* **Objectif de l'exercice**:
Rédigez la suite de l'extrait sur le daoxue sous les Song en reprenant juste après sa dernière phrase.

* **Extrait du texte**:
========================
Au XIIe siècle, le daoxue est représenté par une communauté active, regroupée autour de maîtres comme ZHU XI au Fujan, LÜ ZUQIAN au Zhejiang, LU XIANGSHAN au Jiangxi ou ZHANG SHI (1133-1180) au Hunan. D'une association assez lâche de penseurs individuels avec des idées très divergentes, on passe peut à peu à une école de pensée qui finit par être reconnue comme orthodoxie d'État au milieu du XIIIe siècle et qui le reste jusqu'au début du XXe. Ce phénomène s'accompagne d'une conscience de plus en plus affirmée d'appartenir à une communauté distincte des lettrés-bureaucrates et d'adhérer à un projet commun mis en oeuvre dans des académies où des rituels viennent renforcer le lien entre les adeptes. Inspirées des monastères Chan, des fondations privées ou semi-privées organisent et font rayonner un enseignement moral et philosophique généralement appuyé sur une interprétation des Classiques, que leurs maîtres se chargent eux-mêmes de classer. Le shuyuan, ensemble de bâtiments sur cour comportant une bibliothèque, permet à la fois l'étude et la transmission du Dao. C'est une transmission orale qui se généralise : le maître commente, interprète, énonce tandis que les étudiants notent, compilent et publient....  Ces maîtres à l'enseignement oral forment la plus grande partie du corpus confucéen à partir des Song, à tel point que dans le courant issu de LU XIANGSHAN l'expression écrite est abandonnée. (Anne CHENG).  Ce qui est sans doute une des causes de baisse d'influence de ce dernier, l'écrit restant, la parole diminuant en écho dans l'espace et le temps...
========================
* **Données**:
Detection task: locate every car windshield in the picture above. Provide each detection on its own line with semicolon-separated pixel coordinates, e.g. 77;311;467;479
========================
* **Réponse attendue**:
 

 Un néo-confucianisme

    Concernant la formation de ce "néo-confucianisme", ETIEMBLE, estime, à la suite de Paul DEMIÉVILLE (1894-1979), surtout spécialiste dans le bouddhisme, que nombre d'initiateurs de celui-ci ne condamnent le bouddhisme que pour mieux présenter un confucianisme imprégné de cette métaphysique qu'apparemment ils réprouvent. 

"Précurseur de ce néo-boudhisme, Zhou Dunyi (1017-1073) écrivit un Traité du faîte suprême qui s'ouvre sur une phrase longuement controversée : wu ji er tai ji, mais où il semble bien qu'il faille comprendre que le sans-faîte, wu ji des bouddhistes ("l'illimité", "l'infini"), c'est, en fait, er, le faîte suprême, tai ji, où les confucéens voient leur absolu. Bref, les deux absolus censément ennemis ne le seraient point du tout. Ce penseur n'était ni le premier, ni même le second à vouloir réformer le confucianisme. D'autres avant lui venaient de le tenter dans un tout autre sens : Hu Yuan (993-1059) et Sun Fu (992-1057) par exemple, qui condamnent le système des examens tel qu'on le pratiquait alors. Fortifier les frontières, irriguer les terres, nourrir et vêtir le peuple, voilà qui importait infiniment plus que la récitation de formules quasi sacrées. Et foin d'une culture exclusivement littéraire, car elle ne prépare pas à bien gouverner l'Empire!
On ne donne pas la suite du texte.